Source data
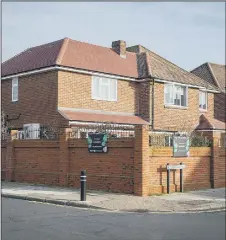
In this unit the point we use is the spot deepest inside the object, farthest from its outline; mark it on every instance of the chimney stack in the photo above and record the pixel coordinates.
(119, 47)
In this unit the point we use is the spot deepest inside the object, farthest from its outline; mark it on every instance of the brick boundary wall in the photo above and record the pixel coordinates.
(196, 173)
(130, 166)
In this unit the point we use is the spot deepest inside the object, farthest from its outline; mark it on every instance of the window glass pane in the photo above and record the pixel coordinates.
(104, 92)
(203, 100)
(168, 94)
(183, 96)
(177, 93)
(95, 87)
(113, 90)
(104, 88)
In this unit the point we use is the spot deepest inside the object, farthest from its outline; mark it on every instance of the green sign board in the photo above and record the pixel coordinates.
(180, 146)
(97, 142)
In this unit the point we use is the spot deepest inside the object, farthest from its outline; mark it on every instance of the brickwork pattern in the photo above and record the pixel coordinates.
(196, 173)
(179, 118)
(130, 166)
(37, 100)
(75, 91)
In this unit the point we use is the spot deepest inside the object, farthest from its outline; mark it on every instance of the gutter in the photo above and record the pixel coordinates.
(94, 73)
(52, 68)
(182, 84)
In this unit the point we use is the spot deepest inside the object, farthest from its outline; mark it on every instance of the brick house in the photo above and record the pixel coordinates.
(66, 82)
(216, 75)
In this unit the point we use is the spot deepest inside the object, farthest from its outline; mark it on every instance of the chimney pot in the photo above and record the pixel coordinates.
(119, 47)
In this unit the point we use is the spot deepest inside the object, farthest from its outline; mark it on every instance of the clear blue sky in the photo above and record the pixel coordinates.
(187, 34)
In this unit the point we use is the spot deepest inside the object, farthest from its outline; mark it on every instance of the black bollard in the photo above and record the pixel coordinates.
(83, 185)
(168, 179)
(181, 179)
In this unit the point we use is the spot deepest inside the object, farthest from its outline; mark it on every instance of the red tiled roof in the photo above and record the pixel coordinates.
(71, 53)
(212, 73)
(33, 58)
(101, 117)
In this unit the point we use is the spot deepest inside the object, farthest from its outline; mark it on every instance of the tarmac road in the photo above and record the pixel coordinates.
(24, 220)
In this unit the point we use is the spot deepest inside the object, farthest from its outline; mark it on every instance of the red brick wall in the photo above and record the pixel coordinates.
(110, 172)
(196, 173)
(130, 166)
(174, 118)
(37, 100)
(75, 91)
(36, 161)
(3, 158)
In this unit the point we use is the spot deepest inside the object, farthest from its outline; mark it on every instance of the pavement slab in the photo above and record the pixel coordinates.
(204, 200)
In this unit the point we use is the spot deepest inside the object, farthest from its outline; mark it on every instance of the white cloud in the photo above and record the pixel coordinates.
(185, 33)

*Task to complete*.
Output nothing except an exact copy of the records above, with the images left out.

*Solution for this exercise*.
In this unit the point we use is the spot deepest inside the object, farthest from its outline; mark it on every instance of the chimney stack in the photo above and record the pixel coordinates.
(119, 47)
In this unit the point we use is the spot deepest inside the object, farthest from its outline; mark it on every instance of the brick boundary wall in the photo above and record the pixel coordinates.
(196, 173)
(130, 166)
In this unit the point we use is the spot deepest inside the object, farthest from its outline; mark it on every instance of the window glass pane in the photo above and record the pixel coordinates.
(104, 92)
(203, 100)
(168, 94)
(183, 96)
(177, 93)
(95, 87)
(113, 90)
(104, 88)
In this unit the point we use is the spot deepest inside the object, farthest from its outline; mark it on every instance of the green sign board in the photo above and record the pixel coordinates.
(180, 146)
(97, 142)
In this unit the point we use is the spot deepest inside the object, farthest from its outline; mark it on every instance of the brickwork pattern in the photo above and record the pixel coordinates.
(196, 173)
(179, 118)
(130, 166)
(37, 100)
(75, 91)
In this unit the point we use is the spot deepest inside the object, farthest from its outline; mark it on every instance of the gutter in the photo above and record the pixel coordinates.
(94, 73)
(52, 68)
(182, 84)
In this unit the point we use is the spot deepest inside the object, farthest from its outline; mark it on every instance of the brick house in the photo above and record the pixel coordinates.
(66, 82)
(216, 75)
In this unit the point we use is the spot deepest inside the object, farthest from its outline; mark it on every instance of the chimney pot in the photo above and record the pixel coordinates.
(119, 47)
In this unit the point we use is the spot deepest inside the object, farthest from its outline; mark it on every instance of the clear blue sky in the photo above and record the pixel coordinates.
(187, 34)
In this unit the point we use is the spot deepest inside the object, farthest from its outline; mark it on every instance of the black bollard in the photo above and record the pixel coordinates.
(83, 185)
(168, 179)
(181, 179)
In this unit the point we use is the spot deepest inside the object, farthest from its outline; mark it on every instance of the red tiled roof in the photo above and record the pixel coordinates.
(71, 53)
(212, 73)
(33, 58)
(101, 117)
In this unit the point we use is the spot deepest inside the object, farthest from its outline; mark it on every instance of the tarmac road in the photo above and record the pixel coordinates.
(24, 220)
In this unit the point we use is the spot deepest inside the object, farthest from its outline; mark it on every instance of the red brick wall in the photo above and record the pixel coordinates.
(110, 172)
(196, 173)
(130, 166)
(174, 118)
(37, 100)
(75, 91)
(36, 161)
(3, 158)
In this unit the point we use is the spot deepest inside the object, farthest from its outline; mark it on every instance of the pavement slab in the photo above and record the pixel coordinates.
(204, 200)
In this unit the point we use is the spot deepest inside the object, farthest from its outline; mark it on every instance of the white cloud in the photo above and record the pixel coordinates.
(185, 33)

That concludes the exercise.